_TEXT PASSAGE_

      The two models in which risk factors were assumed to be time independent (standard logistic regression and GEE model 1) produced similar point estimates for developing new onset low back pain (tables 1 and 2), with narrower 95% confidence intervals for GEE model 1. In GEE model 2, where risk factors are assumed to be time dependent, differences were noted for only a small number of variables (carrying on one shoulder, lifting at or above shoulder level, and general health questionnaire score). In addition, the 95% confidence intervals were narrower than those derived from the standard logistic regression and GEE model 1. However, there was no consistent pattern of attenuation or growth noted in either the mechanical or psychosocial risk factors examined (tables 1 and 2).

_WORK TASK A_
List the variables that the low back pain passage says showed differences in GEE model 2.
_WORK TASK B_
According to the low back pain passage, which model treated risk factors as time dependent?

_EXTRACTED DATA_
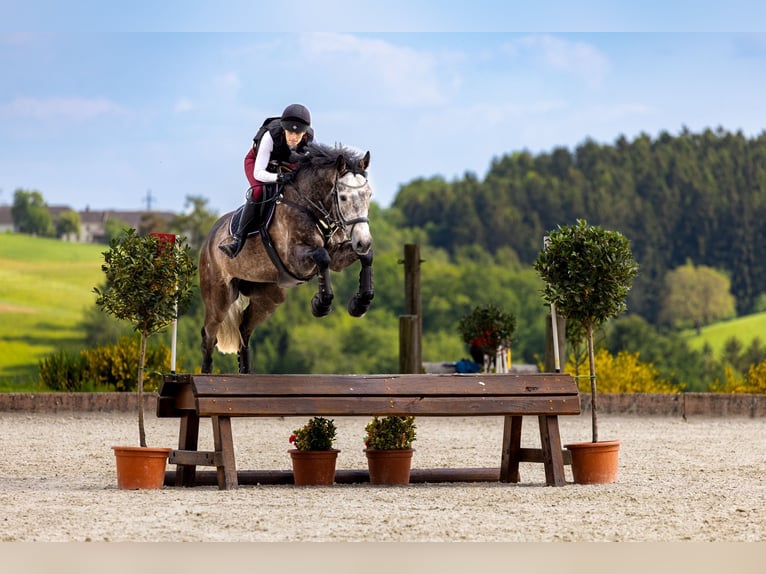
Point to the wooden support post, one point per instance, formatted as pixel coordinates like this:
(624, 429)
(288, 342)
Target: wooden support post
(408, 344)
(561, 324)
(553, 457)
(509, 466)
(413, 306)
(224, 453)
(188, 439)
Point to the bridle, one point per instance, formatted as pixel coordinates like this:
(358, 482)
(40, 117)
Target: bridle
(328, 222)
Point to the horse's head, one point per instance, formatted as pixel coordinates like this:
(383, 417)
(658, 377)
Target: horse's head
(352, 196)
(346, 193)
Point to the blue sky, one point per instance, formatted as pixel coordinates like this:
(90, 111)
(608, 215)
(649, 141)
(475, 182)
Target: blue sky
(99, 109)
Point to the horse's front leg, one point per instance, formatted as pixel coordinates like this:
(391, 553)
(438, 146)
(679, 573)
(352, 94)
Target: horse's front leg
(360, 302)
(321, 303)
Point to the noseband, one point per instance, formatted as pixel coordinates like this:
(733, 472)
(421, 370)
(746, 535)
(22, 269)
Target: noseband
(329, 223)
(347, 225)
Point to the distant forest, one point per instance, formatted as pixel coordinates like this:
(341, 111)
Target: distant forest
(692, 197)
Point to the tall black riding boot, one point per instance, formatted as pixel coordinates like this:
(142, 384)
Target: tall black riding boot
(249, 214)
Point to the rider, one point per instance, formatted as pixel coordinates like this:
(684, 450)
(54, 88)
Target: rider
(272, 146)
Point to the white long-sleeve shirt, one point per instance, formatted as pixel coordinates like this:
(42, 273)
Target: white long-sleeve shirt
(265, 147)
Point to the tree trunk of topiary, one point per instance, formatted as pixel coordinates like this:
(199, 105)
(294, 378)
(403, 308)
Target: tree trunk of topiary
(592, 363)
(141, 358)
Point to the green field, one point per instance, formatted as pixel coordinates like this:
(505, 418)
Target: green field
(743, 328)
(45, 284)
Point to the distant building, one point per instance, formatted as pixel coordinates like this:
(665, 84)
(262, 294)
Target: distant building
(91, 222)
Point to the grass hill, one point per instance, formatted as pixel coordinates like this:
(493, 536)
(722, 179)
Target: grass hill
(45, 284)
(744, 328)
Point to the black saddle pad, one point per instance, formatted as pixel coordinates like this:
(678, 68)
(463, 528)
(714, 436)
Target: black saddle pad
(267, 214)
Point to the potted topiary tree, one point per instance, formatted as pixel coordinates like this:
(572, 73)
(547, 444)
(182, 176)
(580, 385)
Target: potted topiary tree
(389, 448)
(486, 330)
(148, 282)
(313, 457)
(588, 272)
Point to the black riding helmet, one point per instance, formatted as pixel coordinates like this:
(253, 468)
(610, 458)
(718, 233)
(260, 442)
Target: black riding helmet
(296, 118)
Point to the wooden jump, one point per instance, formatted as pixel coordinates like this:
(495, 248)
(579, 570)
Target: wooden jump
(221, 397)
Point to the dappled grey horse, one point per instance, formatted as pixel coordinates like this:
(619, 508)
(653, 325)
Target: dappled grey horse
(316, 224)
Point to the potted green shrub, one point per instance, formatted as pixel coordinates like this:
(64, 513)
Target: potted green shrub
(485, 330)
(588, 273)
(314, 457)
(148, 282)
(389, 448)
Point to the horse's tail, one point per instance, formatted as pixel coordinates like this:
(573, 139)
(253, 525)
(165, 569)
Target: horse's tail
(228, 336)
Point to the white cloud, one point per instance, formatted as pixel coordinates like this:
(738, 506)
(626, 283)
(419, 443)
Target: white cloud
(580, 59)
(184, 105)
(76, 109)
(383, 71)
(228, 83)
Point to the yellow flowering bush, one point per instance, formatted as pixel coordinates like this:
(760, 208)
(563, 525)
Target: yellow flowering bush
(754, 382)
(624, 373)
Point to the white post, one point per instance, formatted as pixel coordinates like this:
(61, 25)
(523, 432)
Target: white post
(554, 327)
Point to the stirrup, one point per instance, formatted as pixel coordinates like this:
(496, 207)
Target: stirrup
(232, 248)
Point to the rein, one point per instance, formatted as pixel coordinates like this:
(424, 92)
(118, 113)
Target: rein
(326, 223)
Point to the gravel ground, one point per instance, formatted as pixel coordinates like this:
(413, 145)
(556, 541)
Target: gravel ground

_ANSWER SPACE A_
- Carrying on one shoulder
- Lifting at or above shoulder level
- General health questionnaire score

_ANSWER SPACE B_
GEE model 2